* [Directions]
1 – Count how many lines in the rows contain the word "blue", and reply with only that number.
2 – Pick up the write-up on multi-index selection and double data after its last sentence and keep it going.
Start of Page
[jira] [Commented] (NUMBERS-206) Selection API

Alex Herbert (Jira) Wed, 05 Jun 2024 09:31:06 -0700


    [ 
https://issues.apache.org/jira/browse/NUMBERS-206?page=com.atlassian.jira.plugin.system.issuetabpanels:comment-tabpanel&focusedCommentId=17852511#comment-17852511
 ]


Alex Herbert commented on NUMBERS-206:
--------------------------------------

h1. Multiple Index Selection Results

Multi-index selection methods are based on single-pivot or dual-pivot 
partitioning. Pivots may be cached to allow bracketing searches, or indices may 
be passed to the quicksort to allow selective recursion to regions of interest.
h2. Double Data

The < relation does not impose a total order on all floating-point values. All 
methods respect the ordering imposed by {{{}Double#compare(double, double){}}}. 
-0.0 is treated as less than value 0.0; NaN is considered greater than any 
other value; and all NaN values are considered equal. This is implemented with 
several strategies:
 # Compare all values with an equivalent of Double.compare. Special routines 
were written to return a boolean value to avoid the use of Double.compare(x, y) 
> 0 or Double.compare(x, y) < 0. This did increase performance over use of 
Double.compare.
 # Preprocess data: Move NaN values to the end. Partition using the < operator. 
Detect and correct reordered signed zeros if a pivot is zero. Note if a pivot 
is not zero then the order of zeros below / above pivots is not important.
 # Preprocess data: Move NaN values to the end; count and strip signed zeros. 
Partition using the < operator. Postprocess data to restore the first 'count' 
zeros as -0.0.

Note that stripping the sign from zeros allows the pivot value to be used as a 
proxy for elements that match the pivot value. Other strategies instead must 
always use a[i] as the value if a[i] == pivotValue when moving the element to 
preserve the count of signed zeros (since a[i] could be -0.0 or 0.0).
End of Page
Start of Extracted records
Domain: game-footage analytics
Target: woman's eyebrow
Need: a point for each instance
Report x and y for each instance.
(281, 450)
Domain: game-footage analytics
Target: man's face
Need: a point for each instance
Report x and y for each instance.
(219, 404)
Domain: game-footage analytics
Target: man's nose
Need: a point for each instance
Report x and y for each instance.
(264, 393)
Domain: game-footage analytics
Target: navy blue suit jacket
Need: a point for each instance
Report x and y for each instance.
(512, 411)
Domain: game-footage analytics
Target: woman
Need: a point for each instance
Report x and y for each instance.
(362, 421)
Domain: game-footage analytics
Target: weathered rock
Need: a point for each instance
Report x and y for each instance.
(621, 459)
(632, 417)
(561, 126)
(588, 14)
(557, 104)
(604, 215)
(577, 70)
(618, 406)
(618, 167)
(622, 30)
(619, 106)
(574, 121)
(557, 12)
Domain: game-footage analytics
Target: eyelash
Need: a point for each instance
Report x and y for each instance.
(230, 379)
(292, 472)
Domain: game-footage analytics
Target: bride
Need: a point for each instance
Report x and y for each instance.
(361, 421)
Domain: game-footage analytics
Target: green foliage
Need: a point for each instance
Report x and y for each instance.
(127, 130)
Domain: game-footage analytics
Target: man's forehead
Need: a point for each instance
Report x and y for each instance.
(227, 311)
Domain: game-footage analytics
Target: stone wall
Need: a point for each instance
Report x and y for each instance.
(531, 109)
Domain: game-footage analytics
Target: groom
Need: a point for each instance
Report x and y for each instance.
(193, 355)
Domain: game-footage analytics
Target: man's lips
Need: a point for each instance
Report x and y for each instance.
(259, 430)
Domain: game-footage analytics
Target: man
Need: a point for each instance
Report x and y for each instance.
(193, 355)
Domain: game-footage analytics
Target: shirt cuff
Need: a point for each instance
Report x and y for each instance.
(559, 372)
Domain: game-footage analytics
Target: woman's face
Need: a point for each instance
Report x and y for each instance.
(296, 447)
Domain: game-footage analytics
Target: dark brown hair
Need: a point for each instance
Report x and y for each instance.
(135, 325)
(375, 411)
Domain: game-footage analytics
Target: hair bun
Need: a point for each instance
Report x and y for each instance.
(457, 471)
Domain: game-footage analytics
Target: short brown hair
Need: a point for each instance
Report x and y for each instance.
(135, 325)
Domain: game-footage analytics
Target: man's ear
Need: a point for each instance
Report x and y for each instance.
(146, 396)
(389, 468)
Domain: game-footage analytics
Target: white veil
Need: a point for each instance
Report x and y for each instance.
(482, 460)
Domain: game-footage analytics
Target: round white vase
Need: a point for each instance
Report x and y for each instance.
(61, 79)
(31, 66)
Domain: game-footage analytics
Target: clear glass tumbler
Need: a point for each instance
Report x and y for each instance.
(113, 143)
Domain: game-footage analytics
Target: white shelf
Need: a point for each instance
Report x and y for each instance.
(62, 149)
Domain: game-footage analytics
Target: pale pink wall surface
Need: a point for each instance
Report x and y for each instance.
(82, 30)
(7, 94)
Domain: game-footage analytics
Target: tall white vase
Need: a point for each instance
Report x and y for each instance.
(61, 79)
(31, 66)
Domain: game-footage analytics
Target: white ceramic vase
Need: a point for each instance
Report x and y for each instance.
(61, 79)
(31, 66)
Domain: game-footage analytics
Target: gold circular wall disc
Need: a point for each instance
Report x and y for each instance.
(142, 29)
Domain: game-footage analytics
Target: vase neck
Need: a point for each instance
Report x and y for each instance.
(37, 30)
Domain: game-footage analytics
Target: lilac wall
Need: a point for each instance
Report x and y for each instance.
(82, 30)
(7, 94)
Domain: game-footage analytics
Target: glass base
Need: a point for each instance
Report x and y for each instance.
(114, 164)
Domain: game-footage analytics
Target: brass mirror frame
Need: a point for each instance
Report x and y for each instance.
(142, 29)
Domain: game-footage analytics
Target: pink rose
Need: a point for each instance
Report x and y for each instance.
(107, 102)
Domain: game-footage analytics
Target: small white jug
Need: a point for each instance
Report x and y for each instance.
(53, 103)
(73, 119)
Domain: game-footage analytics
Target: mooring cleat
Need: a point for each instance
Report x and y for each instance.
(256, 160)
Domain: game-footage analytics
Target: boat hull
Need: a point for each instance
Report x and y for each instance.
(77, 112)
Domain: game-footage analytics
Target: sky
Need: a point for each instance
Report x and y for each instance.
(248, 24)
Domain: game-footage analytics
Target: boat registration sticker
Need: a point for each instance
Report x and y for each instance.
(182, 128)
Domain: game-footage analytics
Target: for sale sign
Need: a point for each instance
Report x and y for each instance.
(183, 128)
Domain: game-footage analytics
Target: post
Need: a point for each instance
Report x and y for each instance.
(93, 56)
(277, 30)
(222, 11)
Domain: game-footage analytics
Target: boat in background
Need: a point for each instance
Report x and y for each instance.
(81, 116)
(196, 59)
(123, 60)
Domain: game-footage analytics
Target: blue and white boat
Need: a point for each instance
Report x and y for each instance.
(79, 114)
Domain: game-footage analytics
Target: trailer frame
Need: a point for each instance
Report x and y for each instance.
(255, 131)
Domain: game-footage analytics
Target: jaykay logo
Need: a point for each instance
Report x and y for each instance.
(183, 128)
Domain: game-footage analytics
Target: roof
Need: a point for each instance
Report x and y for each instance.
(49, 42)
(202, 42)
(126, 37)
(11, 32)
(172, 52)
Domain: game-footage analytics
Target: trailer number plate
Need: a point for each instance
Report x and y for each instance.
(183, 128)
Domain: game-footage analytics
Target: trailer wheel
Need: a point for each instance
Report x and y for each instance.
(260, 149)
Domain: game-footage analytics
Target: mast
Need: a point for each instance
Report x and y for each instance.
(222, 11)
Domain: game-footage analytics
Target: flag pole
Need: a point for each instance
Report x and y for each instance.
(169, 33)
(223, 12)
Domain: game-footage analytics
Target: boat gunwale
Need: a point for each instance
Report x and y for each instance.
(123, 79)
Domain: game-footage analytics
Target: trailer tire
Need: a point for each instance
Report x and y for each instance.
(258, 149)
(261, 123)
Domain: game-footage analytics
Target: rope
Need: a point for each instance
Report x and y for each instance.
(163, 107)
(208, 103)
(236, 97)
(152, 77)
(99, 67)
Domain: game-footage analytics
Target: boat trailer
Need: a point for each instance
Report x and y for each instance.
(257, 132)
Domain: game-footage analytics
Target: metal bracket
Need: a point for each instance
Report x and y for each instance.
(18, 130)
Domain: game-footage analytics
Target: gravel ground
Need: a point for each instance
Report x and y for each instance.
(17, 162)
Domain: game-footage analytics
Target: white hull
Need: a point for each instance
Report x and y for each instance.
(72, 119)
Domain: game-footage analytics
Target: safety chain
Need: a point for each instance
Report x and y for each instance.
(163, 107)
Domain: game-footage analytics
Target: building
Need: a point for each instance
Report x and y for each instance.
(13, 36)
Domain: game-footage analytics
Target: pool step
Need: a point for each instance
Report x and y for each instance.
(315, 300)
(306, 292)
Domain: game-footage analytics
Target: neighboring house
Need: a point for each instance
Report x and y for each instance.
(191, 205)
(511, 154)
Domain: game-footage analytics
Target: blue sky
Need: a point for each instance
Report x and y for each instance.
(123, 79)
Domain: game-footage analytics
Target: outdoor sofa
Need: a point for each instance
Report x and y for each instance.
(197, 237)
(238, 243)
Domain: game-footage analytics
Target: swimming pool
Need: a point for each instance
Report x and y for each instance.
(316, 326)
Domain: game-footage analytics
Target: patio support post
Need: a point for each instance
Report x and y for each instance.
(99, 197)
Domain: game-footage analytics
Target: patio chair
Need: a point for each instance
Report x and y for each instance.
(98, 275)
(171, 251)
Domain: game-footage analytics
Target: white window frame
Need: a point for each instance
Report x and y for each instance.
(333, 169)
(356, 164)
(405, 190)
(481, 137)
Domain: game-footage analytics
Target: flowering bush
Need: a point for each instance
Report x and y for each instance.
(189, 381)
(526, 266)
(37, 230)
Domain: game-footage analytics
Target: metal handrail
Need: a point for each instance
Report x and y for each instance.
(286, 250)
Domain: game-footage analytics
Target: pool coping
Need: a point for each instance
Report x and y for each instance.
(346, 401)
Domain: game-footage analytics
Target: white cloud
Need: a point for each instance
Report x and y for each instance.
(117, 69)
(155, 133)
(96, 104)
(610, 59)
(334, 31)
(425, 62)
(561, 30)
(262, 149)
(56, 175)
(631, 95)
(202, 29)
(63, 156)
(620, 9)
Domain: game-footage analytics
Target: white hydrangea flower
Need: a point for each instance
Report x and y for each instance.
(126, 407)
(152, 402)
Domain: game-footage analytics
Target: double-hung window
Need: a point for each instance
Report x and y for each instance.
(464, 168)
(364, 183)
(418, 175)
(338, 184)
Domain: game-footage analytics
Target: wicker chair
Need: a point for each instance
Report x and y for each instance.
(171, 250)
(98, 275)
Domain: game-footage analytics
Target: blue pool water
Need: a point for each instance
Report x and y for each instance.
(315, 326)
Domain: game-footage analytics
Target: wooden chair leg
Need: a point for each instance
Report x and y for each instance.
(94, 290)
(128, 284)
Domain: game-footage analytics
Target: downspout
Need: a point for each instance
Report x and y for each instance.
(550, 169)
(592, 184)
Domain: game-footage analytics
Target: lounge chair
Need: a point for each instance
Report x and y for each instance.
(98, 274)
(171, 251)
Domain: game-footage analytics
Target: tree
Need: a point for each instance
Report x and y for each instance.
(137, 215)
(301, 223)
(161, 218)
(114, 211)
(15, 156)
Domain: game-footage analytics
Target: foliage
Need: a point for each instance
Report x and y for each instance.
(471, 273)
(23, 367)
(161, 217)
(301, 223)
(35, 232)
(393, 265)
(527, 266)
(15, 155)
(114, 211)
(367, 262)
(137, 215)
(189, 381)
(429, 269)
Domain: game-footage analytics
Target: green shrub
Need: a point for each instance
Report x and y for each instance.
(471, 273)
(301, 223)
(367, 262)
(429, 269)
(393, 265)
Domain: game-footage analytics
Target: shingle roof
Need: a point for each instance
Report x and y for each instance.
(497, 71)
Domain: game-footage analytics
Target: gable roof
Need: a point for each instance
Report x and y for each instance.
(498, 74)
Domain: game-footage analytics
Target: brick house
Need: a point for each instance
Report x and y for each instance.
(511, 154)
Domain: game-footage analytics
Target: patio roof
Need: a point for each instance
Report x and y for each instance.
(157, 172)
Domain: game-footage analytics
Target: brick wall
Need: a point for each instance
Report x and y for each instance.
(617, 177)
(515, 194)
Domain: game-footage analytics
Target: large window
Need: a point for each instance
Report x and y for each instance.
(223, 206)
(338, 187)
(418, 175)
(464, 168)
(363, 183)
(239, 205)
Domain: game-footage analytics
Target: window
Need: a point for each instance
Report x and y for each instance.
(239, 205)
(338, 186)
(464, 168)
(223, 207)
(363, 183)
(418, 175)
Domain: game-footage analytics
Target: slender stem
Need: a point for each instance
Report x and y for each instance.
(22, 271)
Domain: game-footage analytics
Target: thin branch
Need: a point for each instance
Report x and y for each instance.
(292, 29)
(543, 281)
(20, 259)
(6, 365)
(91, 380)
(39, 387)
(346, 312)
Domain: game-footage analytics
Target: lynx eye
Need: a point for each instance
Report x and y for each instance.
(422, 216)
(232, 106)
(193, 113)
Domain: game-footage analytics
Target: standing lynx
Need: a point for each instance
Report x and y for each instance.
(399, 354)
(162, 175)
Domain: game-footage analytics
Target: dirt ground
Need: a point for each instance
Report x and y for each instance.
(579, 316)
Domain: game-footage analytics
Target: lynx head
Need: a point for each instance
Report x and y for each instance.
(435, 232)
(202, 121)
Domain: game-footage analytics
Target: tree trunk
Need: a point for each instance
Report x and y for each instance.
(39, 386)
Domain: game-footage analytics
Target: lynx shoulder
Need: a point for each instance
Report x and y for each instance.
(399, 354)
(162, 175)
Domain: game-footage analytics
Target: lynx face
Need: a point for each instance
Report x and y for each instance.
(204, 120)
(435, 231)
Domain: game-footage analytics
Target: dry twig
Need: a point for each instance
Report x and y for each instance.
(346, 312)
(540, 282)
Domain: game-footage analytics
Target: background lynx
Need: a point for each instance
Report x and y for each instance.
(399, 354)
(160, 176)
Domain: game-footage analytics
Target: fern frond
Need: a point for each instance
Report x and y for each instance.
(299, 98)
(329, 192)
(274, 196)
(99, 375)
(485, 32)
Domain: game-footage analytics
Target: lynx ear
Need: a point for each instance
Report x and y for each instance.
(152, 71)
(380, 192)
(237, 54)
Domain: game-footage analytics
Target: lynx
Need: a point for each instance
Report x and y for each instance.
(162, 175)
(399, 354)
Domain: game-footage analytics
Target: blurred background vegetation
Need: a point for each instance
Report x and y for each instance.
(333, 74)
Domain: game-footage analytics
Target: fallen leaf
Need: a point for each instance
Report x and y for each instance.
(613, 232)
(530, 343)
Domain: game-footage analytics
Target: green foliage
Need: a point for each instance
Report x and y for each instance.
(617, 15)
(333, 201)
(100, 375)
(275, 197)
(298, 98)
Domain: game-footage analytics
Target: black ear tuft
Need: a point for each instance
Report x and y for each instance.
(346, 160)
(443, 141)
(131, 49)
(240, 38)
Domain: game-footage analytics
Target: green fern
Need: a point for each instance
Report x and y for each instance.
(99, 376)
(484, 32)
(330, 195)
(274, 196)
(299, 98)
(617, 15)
End of Extracted records
* [Exercise results]
1 – 4

2 –
h2. Methods 
||Method||Generation||Double Strategy||Index Strategy||Index 
Structure||Partition||Description||
|SortJDK| |3| | | |Sort the data using JDK's Arrays.sort.|
|SPH_QS16|0|1|Sparse pivot cache|Heap|binary|This is the method used in the 
Commons Math Percentile implementation with modifications for efficient double 
compare comparisons.|
|SP_QS16|1|1|Pivot cache|BitSet|binary|As per the Commons Math Percentile but 
switches the heap to a BitSet to store pivots.|
|SPN_QS16|1|2|Pivot cache|BitSet|binary|Pre-sorts NaN and allows uses of < and 
> comparators.|
|SBM_QS16|1|2|Pivot cache|BitSet|ternary|Pre-sorts NaN and allows uses of <, == 
and > comparators.|
|2SBM_SEQUENTIAL|2|2|Pivot ranges|IndexSet|ternary|Sorts indices and processes 
them sequentially in intervals [ka1, kb1], [ka2, kb2], etc. Joins indices with 
a minimum separation of 8 and can sort saturated ranges. Each interval is 
processed separately.|
|2SBM_PIVOT_CACHE|2|2|Pivot cache|IndexSet|ternary|Cache indices within [minK, 
maxK]. Partitions minK, then maxK, then internal indices.|
|2SBM_INDEX_SET|2|2|Pivot cache|IndexSet|ternary|Cache indices in [left, 
right]. Processes indices in input order.|
|ISP_ORDERED_KEYS|3|3|Index splitting|Sorted array|ternary|Partitioning uses an 
array of indices and markers into the array for the current interval [ka, kb]. 
This allows efficient bracketing for splitting the range. Cannot be easily 
abstracted to an interface.|
|ISP_SCANNING_KEY_SEARCHABLE_INTERVAL|3|3|Index splitting|Sorted 
array|ternary|Indices wrapped in a data structure which uses a linear scan of 
the entire range. Fingers are used to jump to the start point.|
|ISP_SEARCH_KEY_SEARCHABLE_INTERVAL|3|3|Index splitting|Sorted 
array|ternary|Indices wrapped in a data structure which uses a binary search of 
the entire range.|
|ISP_INDEX_SET|3|3|Index splitting|IndexSet|ternary|Indices stored in a data 
structure which uses linear scan of the range from the starting index.|
|ISP_COMPRESSED_INDEX_SET|3|3|Sparse index splitting|IndexSet|ternary|Indices 
stored in a data structure which uses linear scan of the range from the 
starting index. Index compression is 2x, i.e. every pair of indices is stored. 
Look-up of indices returns k or k+1 depending on the left/right search context.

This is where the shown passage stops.